When I came to Lewis & Clark College as a freshman, my Japanese was not great. I had been studying online for two years but could only speak a few sentences because I never had any conversational practice in the online course. I was determined to place into the 200 level of Japanese class, so that I could improve more quickly and be able to speak with Japanese exchange students who I had met at Lewis and Clark, and be better set for my study abroad. There was a lot of review and catchup work for me to do, but my Japanese professors were patient and encouraging and I was able to catch up to the class within a few weeks. Because of that I was able to spend my entire junior year at Waseda University in Tokyo. My courses at Lewis and Clark had prepared me well for this experience and I was able to navigate the city, work a part-time job, do volunteering, and conduct research for my senior thesis, all in Japanese!
This past year I had many wonderful opportunities thanks to the devoted staff of the Japanese department. In the fall, I was coaxed, prodded, and cheered into taking the dreaded Japanese Language Proficiency Test and was able to pass the 2nd highest level. It was not nearly as terrifying as I thought, and I am planning to attempt the highest level in the next year. I visited Hitachi Hi-Technologies in Hillsboro along with my professor and two other students to learn about what it is like to work in a global company. Finally, I competed in the upper division of the Toyama Cup Speech Contest. The Toyama Cup is a contest hosted by Oregon’s sister state Toyama prefecture, in which students from all around Oregon write speeches in Japanese and present them in front of a panel of judges. Although it sounds intimidating, I had so much support and advise from my Japanese professor that I was confident and tried my best. I was chosen for the first prize which is a trip to visit Toyama prefecture! I feel very grateful for all the support I received and am very excited for this trip, which I am sure will be another amazing opportunity to improve my Japanese abilities and learn more about Japanese communities and culture.

▸ **Task**:
Please answer these questions using the Japanese-study essay:
(a) At which university did the writer spend the entire junior year?
(b) What level of the Japanese Language Proficiency Test did the writer pass?
(c) What is the first prize in the Toyama Cup Speech Contest?
The data that comes next isn't needed.

▸ **Dataset content**:
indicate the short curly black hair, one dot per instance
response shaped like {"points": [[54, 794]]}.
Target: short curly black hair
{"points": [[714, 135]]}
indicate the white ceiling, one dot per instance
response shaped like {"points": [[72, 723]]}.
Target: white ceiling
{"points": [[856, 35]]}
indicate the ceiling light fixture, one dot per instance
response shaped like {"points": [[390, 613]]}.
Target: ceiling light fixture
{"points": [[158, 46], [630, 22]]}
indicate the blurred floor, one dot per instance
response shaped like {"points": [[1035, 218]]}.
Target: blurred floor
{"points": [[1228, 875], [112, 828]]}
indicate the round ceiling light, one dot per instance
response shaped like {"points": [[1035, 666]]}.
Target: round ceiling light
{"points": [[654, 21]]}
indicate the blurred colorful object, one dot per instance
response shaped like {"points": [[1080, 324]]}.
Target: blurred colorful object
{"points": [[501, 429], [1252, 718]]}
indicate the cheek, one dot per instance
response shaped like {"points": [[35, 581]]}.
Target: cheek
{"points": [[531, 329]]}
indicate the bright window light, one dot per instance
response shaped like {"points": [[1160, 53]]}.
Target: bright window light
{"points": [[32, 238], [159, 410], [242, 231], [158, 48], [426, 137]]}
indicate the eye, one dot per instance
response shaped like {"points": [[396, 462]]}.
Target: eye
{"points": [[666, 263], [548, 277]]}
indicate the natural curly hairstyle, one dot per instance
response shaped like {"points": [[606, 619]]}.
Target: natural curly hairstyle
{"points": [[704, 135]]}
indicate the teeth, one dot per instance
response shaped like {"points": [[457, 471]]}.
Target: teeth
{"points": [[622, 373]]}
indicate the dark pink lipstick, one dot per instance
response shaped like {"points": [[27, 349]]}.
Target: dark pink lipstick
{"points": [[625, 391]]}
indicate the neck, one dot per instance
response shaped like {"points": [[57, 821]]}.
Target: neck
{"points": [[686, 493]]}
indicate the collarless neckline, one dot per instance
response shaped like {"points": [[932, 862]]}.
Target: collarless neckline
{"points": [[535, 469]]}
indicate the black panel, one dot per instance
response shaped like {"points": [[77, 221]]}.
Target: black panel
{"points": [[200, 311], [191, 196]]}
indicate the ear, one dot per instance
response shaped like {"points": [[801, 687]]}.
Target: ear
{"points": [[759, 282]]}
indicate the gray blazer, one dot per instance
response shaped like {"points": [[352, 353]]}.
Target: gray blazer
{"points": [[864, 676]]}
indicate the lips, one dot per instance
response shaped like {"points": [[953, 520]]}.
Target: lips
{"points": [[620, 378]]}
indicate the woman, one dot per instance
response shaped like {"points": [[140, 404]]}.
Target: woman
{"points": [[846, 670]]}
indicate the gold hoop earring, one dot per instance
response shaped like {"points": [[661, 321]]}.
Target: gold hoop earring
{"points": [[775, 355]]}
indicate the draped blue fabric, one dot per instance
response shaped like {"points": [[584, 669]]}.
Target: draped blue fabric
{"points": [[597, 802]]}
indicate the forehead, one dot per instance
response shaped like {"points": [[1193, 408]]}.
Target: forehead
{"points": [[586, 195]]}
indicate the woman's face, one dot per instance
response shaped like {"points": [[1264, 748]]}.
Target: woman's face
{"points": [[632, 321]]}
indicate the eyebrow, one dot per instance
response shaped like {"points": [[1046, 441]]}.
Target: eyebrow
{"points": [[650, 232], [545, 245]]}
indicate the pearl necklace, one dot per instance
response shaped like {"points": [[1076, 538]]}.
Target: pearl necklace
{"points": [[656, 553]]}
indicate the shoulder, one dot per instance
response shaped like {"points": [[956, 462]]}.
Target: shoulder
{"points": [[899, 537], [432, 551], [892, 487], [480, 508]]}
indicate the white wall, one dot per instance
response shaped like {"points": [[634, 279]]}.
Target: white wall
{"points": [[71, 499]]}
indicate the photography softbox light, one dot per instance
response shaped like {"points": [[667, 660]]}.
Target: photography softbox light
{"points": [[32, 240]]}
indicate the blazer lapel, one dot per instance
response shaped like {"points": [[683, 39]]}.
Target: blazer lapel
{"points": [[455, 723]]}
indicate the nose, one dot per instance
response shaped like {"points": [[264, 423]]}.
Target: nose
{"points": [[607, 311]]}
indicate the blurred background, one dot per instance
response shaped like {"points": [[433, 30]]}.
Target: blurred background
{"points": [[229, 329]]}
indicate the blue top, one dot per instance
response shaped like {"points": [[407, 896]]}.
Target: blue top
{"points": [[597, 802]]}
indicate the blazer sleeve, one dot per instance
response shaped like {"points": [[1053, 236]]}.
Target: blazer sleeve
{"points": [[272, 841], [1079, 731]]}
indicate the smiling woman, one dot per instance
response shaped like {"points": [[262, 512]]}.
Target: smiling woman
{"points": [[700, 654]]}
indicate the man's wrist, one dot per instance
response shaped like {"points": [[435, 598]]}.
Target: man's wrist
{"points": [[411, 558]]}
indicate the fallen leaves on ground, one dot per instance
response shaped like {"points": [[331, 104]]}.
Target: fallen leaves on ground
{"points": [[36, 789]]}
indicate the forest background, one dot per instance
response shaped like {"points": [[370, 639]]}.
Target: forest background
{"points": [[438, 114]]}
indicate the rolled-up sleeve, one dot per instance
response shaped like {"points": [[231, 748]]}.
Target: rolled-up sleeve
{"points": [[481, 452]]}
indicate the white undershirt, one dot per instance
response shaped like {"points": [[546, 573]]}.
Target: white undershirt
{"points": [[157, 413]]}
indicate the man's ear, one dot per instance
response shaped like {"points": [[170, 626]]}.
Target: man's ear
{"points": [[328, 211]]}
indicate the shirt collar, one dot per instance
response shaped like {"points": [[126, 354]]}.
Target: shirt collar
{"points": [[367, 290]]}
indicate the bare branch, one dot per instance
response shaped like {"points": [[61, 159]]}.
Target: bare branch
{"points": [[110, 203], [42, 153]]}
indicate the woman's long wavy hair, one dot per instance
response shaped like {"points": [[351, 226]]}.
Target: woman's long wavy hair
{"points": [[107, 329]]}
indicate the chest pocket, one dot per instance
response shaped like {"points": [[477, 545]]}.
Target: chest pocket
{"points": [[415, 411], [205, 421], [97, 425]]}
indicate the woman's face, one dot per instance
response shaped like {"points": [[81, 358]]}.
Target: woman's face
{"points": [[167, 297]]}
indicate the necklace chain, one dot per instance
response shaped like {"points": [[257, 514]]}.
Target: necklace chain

▸ **Result of this task**:
(a) Waseda University in Tokyo.
(b) The 2nd highest level.
(c) A trip to visit Toyama prefecture.